### Required work
Write out all the data again, exactly as shown.

### Input for this task
*-*-*

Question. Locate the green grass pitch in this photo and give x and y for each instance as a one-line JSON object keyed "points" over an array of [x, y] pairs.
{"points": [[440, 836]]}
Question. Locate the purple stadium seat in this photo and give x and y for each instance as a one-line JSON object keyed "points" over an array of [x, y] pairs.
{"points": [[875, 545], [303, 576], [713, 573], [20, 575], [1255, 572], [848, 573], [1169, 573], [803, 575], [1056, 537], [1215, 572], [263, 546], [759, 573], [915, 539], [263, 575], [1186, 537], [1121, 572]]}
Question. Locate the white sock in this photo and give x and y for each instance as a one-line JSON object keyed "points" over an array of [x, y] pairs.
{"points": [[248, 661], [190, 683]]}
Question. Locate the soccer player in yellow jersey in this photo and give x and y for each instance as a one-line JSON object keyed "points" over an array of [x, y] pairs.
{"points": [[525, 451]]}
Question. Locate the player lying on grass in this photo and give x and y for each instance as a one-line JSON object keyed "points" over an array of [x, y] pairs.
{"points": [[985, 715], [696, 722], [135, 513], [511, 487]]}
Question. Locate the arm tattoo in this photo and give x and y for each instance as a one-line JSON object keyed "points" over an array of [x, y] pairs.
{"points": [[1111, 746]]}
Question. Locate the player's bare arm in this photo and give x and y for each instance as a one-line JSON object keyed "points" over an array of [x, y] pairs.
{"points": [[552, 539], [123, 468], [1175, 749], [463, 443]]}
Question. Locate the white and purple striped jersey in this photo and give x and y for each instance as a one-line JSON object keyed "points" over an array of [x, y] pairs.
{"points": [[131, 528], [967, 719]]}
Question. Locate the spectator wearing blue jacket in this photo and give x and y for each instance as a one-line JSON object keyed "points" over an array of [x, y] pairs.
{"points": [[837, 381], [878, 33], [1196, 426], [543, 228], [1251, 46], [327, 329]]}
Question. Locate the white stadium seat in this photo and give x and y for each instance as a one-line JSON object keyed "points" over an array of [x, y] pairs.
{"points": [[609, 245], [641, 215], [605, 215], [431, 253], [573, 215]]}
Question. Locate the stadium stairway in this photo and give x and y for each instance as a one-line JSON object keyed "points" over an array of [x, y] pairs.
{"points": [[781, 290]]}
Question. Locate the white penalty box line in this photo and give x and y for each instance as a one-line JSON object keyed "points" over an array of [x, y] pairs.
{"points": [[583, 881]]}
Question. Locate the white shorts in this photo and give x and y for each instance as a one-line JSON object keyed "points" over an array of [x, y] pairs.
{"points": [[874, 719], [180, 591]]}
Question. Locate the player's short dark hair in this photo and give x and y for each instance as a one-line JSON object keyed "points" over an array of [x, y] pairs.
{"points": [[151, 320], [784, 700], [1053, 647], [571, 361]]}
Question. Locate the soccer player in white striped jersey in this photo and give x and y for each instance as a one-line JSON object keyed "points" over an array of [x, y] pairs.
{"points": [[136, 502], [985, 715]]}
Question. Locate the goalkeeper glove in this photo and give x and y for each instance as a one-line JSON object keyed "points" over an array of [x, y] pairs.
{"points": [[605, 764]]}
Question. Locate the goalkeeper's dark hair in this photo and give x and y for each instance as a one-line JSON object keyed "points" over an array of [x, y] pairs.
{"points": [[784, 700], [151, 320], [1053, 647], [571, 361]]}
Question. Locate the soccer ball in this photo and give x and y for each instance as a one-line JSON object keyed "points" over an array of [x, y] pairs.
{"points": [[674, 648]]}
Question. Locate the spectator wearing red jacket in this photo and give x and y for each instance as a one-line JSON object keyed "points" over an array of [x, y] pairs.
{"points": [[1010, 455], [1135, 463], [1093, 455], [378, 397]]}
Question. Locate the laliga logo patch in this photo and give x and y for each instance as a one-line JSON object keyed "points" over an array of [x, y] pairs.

*-*-*

### Answer to this exercise
Question. Locate the green grass pitch in this photo and give x and y for each instance as a one-line JSON object keyed "points" over an array of [x, y] pairs.
{"points": [[440, 836]]}
Question. Locate the purple stadium seat in this photo and give x and y for each instance as a one-line JSON object keyed "points" over an array of [x, y] pairs.
{"points": [[875, 545], [303, 576], [713, 573], [20, 575], [1255, 572], [848, 573], [1169, 573], [803, 575], [1056, 537], [1215, 572], [263, 546], [759, 573], [915, 539], [263, 575], [1186, 537], [1121, 572]]}
Question. Locate the white sock in this photo and give x and y for each instance as a one-line JSON object keyed "points" over an array of [x, y] pairs.
{"points": [[248, 661], [190, 683]]}
Question. Locate the soccer player in yellow jersey in this photo and give x and y for each instance as a one-line JSON object keyed "points" over an array of [x, y] pairs.
{"points": [[525, 451]]}
Question. Locate the player lying on grass in this photo and give x and y for each instance as a one-line JSON object keyed "points" over an array of [x, y] pairs.
{"points": [[985, 715], [696, 722], [135, 513], [511, 487]]}
Question. Locate the arm tattoo in this photo and give x and y for each instance as a one-line JSON object keyed "points" over an array of [x, y] pairs.
{"points": [[1111, 746]]}
Question. Locate the player's bare arm in this photo and give x and y for each instance as a one-line JSON object keyed "points" over an array of [x, y] pairs.
{"points": [[552, 539], [123, 468], [1175, 749], [463, 443]]}
Question. Locate the white and purple striped jersey in this photo and give x and y for each instance as a one-line JSON object keyed "points" over an array of [x, y] pairs.
{"points": [[131, 528], [967, 719]]}
Question. Locate the spectator wearing blue jacket in this photo and give x and y for each instance as a one-line JSON object keyed "points" over an array of [x, y] pairs.
{"points": [[837, 381], [878, 33], [1196, 426], [543, 228], [1251, 46], [327, 329]]}
Question. Locate the white stadium seat in this photo and give x and y for each instance as a one-line JSON object keyed "points" over an array of [x, y] pairs.
{"points": [[609, 245], [641, 215], [605, 215], [431, 253], [573, 215]]}
Question. Locate the stadium stairway in this photo and give x and y for each instance as a one-line JSON object keyed "points" over an array of [x, y] pairs.
{"points": [[781, 290]]}
Question. Locate the white penalty box line in this photo and give x and y for each instance as a one-line JSON object keyed "points" over an array of [x, y] pairs.
{"points": [[583, 881]]}
Question. Locate the white shorts in this photo and give x and y for each instance as a one-line JSON object keyed "points" over an array of [x, y] pairs.
{"points": [[874, 719], [180, 591]]}
Question. Locate the player's short dark hair in this photo and give x and y for each instance as a one-line JSON object keyed "points" over an array of [x, y] pairs.
{"points": [[151, 320], [784, 700], [1053, 647], [571, 361]]}
Question. Locate the soccer player in white striped jersey in this photo and give x and y for each instance as a one-line JSON object keyed "points" over an array of [x, y] pairs.
{"points": [[136, 502], [985, 715]]}
Question. Locate the goalkeeper glove in this photo and give x and y for each instance as a one-line JSON object keyed "points" over an array of [x, y] pairs.
{"points": [[605, 764]]}
Question. Locate the goalkeeper's dark hair in this photo and give x and y for each instance as a one-line JSON object keyed "points" over an array of [x, y] pairs.
{"points": [[784, 700], [151, 320], [1053, 647], [571, 361]]}
Question. Locate the soccer ball in this photo and give x and y for each instance as a one-line JSON object keyed "points" over an array of [x, y] pairs.
{"points": [[674, 648]]}
Question. Locate the spectator wearing red jacket in this photo and give x and y for each instance as a one-line JSON object keyed "points" over an array of [x, y] pairs.
{"points": [[1010, 455], [1135, 463], [1093, 455], [378, 397]]}
Question. Locate the laliga logo patch in this photo and give x and y for each instance as a one-line JSON object keyed "points" over an array of [x, y] pairs.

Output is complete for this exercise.